本文 >>
%%
How Do You Feel

書くこと。読むこと。つくること。考えること。生きること。

知る知る見知る

町を歩いていると、僕はなにも知らないと思えてくる。

世の中を見ていると、自分に辟易しそうになる。絶望のような感覚に陥る。

 

「この世界には、僕の知らないことが多すぎる」

そう思えてくるんです。

 

でも一生のうちに世のなかのすべてを知ることができない。

当たり前と思うかもしれないけど、そんな自分の小ささを感じることがある。

 

地球上に立っている、人間ひとり。

 

だからせめて身近なことくらいについては、知っていたいと思うんです。

 

このベンチは、あの陸橋は、誰がつくったのか。

何でできているのか。素材はどんな性質なのか。

この町はいつできたのか。この明かりはいつ誰が点検しているのか。
%%
保存済みの記録 >>
%%
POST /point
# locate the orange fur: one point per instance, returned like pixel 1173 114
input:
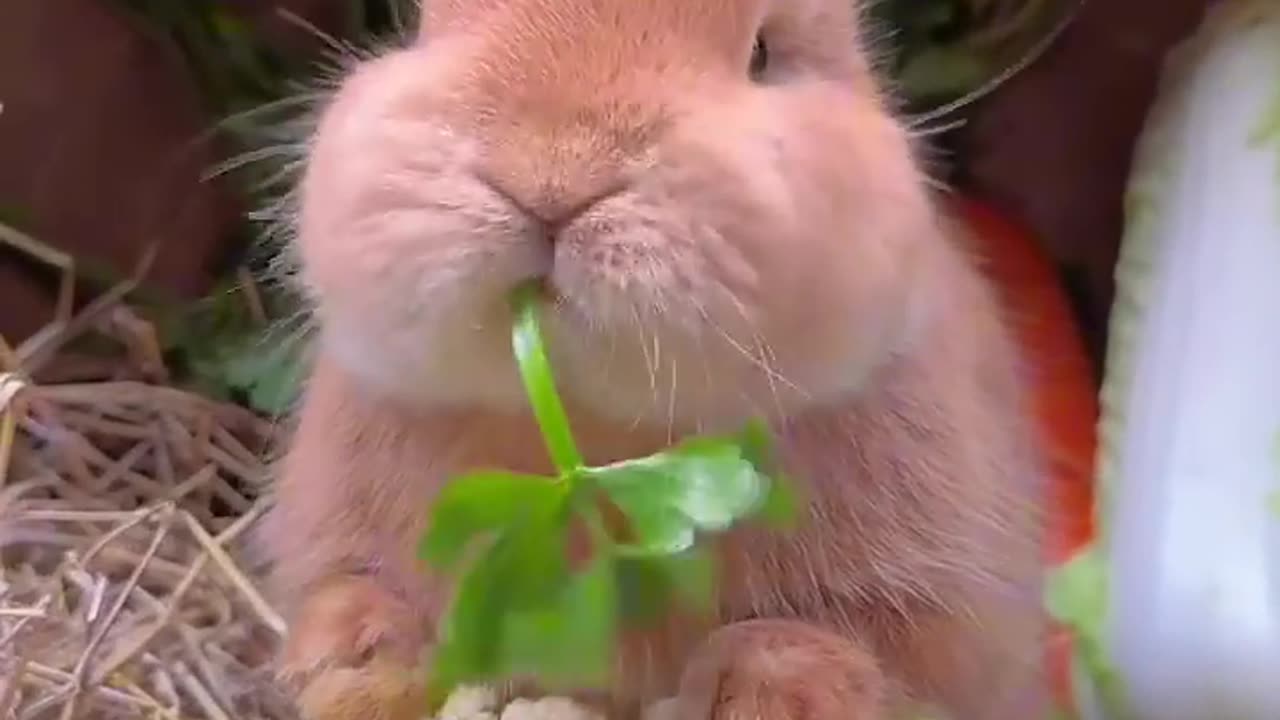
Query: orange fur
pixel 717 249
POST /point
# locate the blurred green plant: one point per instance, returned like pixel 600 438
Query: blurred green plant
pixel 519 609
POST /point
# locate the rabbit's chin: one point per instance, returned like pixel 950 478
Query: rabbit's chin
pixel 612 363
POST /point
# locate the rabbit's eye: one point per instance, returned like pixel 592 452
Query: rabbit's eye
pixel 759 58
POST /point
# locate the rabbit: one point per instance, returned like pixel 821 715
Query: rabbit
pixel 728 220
%%
%%
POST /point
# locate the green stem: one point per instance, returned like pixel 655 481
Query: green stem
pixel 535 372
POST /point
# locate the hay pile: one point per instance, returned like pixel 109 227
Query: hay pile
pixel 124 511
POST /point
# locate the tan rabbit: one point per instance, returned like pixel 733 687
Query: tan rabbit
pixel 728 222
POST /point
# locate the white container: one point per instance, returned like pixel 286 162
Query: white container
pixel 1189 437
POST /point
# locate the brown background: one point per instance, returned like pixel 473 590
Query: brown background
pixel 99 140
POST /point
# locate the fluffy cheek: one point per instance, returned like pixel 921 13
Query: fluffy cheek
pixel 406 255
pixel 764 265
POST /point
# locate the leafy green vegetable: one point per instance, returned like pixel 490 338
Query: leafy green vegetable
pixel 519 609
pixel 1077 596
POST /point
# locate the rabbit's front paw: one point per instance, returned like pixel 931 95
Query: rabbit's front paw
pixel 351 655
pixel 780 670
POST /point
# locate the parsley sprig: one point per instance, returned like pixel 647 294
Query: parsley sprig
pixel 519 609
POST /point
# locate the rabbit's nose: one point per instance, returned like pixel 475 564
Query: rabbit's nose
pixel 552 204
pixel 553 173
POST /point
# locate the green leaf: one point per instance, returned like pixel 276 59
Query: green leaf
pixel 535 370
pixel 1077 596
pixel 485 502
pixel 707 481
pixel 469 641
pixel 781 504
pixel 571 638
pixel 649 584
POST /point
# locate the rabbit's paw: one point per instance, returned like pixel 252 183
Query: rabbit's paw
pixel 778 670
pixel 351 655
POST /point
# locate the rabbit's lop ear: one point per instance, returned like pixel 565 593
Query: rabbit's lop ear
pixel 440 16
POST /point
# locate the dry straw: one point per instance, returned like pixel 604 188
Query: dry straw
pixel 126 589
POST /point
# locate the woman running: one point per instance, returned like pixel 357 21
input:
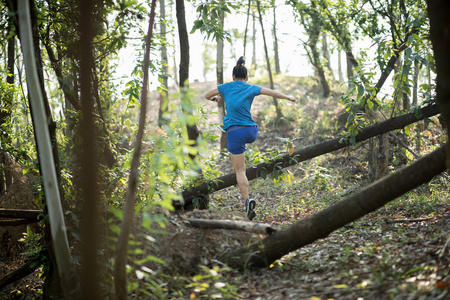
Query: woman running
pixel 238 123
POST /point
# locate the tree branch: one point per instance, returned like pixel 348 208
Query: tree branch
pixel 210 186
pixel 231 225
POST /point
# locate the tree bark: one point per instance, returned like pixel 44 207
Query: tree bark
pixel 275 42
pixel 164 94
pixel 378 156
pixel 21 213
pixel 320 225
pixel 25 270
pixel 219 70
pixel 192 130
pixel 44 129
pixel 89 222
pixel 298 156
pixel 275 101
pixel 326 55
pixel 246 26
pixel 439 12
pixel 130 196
%%
%%
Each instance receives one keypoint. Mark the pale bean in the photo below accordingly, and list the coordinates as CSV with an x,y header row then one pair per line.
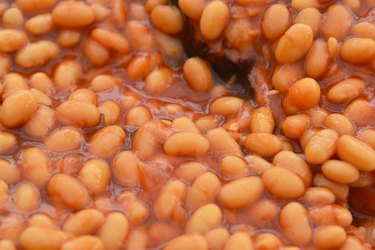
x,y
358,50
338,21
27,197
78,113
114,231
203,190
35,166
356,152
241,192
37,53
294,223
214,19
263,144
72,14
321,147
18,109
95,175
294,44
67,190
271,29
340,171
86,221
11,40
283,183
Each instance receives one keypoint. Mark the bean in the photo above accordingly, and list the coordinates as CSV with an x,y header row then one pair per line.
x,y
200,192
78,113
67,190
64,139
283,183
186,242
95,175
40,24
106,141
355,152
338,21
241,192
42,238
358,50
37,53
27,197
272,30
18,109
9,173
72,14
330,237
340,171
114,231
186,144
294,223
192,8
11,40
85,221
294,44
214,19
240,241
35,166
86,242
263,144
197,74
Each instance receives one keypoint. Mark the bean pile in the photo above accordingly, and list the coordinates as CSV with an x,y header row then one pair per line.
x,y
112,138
%%
取り組む内容 >>
- A) エッセイ「知る知る見知る」によると、町を歩いているとどう思えてくるのですか。
- B) 次の(i)〜(iii)がエッセイ「知る知る見知る」の内容と合っているかどうかを、はい・いいえで答え、判断の根拠となる本文の言葉をそのまま引用してください。(i) 一生のうちに世のなかのすべてを知ることができると述べている。(ii) せめて身近なことについては知っていたいと述べている。(iii) 明かりをいつ誰が点検しているのかはすでに知っていると述べている。
- C) エッセイ「知る知る見知る」の最後の一文に続けて、その先を書き進めてください。

想定される解答 >>
- A) 自分はなにも知らないと思えてきます。

- B)
(i) いいえ。「でも一生のうちに世のなかのすべてを知ることができない。」
(ii) はい。「だからせめて身近なことくらいについては、知っていたいと思うんです。」
(iii) いいえ。「この明かりはいつ誰が点検しているのか。」

- C)
 

ふと思ってしまう。

知り切れないこともあるけれど、ぜんぶ知っていたい。

 

だから僕は学ぼうと思った。

学生時代は、経済学専攻だった。

 

社会人になってからは「素材」や「材料」に興味をもって物理学を学び始めた。

木とか鉄とか。僕がふだん浮かべる疑問を解消してくれると思ったから。

 

人によってそれぞれ生きていきたい世界は違って、必要な知はちがいます。

 

僕の生きていきたい世界の多くを捉えるには、物理・経済・金融・哲学が必要でした。だからいまでも学ぶ。

 

外を歩いていると外から入ってくる情報量に、ときどき怖くなる。視界や記憶からどんどん流れ込んでくる。頭のなかで対応しきれなくなるようなことがある。

 

だから知らないことを知る。知らないことが怖いから。

 

興味がないことはいいんです。

だけどそうじゃないことは、知っていたい。

知らないと不安だから。

 

知れば世界が変わる。世の中がおもしろくなる。

知ればすべてが新しく見える。

 

だから知るんです。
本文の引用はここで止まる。